◆ Request 1: Reproduce word for word the part of the blog post running from "Tuesday, January 25, 2011" down to "that. It's confusing.".

#### Document segment ####

Tuesday, January 25, 2011

Mixed Messages

All over the city now, there's a public service campaign to promote reading. Leer means to read. I'm not sure it was the wisest decision to flip the E like that. It's confusing.



Tuesday, January 18, 2011

Sunday, January 16, 2011

Crepas de Kimchi

Kimchi crepe stuffed with lentils and brown rice with poblano chiles, onions, and crema.

I've gotten plenty of practice making crepes at the restaurant because there's a cake of thirty stacked crepes we serve called "Mil Crepas". When I went to make some kimchi pancakes one morning
, I decided to make them thin and stuff them with something. I put lentils and brown rice together in a pot to cook with a chile morita, bay leaves, and cumin seed.
The crepe batter was one egg, a handful of kimchi chopped small, a little flour, salt, crema and water. The consistency needed to be thin like milk so it could spread as much as possible when it hit the pan. When the crepes and the rice-lentils were done, I sauteed some julienned poblanos and onions in the crepe pan. Some of these went inside the crepe, others were strewn on top along with crema, cilantro, and parsley.

####

◆ Request 2: In the rows, swap "green mesh fence" for "chain-link fence" in everything from the line containing "every green mesh" down to the end of the rows. Return only those lines.

#### Given data ####

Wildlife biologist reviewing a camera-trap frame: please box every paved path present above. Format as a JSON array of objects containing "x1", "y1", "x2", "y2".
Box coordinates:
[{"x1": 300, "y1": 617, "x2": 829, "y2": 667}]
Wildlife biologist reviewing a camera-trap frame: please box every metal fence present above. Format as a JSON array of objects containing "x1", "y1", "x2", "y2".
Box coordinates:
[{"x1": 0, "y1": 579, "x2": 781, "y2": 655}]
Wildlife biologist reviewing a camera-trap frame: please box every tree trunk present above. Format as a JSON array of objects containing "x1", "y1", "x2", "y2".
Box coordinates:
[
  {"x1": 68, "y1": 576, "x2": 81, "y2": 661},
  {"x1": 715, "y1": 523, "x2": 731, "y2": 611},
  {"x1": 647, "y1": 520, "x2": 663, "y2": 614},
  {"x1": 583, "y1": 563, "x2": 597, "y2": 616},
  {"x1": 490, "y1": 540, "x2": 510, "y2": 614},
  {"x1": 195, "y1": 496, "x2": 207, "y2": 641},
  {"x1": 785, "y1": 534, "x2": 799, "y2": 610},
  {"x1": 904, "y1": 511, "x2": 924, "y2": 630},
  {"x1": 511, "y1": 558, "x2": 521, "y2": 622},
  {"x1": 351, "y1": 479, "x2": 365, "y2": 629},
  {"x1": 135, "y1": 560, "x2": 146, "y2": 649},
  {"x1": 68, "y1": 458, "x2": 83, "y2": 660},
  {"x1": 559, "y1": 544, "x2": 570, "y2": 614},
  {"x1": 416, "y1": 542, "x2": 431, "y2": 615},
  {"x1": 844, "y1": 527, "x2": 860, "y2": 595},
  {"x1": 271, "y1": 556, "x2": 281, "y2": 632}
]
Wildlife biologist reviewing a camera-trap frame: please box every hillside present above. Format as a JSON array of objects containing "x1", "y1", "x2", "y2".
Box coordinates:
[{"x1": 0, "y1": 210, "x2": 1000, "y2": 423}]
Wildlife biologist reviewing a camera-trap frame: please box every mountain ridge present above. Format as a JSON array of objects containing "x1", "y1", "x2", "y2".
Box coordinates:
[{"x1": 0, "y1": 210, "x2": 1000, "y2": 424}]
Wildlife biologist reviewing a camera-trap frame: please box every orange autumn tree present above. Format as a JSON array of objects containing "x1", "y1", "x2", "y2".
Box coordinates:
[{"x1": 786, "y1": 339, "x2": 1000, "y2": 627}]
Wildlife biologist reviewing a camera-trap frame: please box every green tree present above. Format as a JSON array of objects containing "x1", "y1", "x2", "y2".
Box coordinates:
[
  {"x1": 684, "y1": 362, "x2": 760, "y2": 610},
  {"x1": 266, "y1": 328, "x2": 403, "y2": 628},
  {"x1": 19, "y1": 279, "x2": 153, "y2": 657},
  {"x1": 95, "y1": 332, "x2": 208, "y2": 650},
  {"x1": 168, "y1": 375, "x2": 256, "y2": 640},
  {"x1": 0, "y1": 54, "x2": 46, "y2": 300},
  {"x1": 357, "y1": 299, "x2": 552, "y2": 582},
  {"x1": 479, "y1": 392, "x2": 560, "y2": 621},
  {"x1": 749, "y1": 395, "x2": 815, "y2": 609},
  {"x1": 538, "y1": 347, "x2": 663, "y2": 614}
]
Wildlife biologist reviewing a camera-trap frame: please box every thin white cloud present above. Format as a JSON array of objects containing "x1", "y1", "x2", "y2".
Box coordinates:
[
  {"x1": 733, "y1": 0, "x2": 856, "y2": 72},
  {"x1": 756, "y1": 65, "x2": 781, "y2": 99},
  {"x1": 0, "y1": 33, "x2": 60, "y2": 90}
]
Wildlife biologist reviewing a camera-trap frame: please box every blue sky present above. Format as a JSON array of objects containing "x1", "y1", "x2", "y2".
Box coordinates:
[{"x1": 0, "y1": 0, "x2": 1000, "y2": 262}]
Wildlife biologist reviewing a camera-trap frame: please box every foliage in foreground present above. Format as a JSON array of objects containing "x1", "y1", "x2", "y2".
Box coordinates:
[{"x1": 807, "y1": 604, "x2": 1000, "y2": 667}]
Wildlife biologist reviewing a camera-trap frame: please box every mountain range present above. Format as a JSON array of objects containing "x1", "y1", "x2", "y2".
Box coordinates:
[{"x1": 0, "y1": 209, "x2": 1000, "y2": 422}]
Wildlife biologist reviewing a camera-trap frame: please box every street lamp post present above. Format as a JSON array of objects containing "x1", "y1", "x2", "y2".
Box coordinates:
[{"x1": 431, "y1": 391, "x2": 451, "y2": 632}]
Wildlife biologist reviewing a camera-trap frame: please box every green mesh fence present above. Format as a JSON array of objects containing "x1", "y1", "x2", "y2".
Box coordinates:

####

◆ Correct result 1:
Tuesday, January 25, 2011

Mixed Messages

All over the city now, there's a public service campaign to promote reading. Leer means to read. I'm not sure it was the wisest decision to flip the E like that. It's confusing.

◆ Correct result 2:
Wildlife biologist reviewing a camera-trap frame: please box every chain-link fence present above. Format as a JSON array of objects containing "x1", "y1", "x2", "y2".
Box coordinates:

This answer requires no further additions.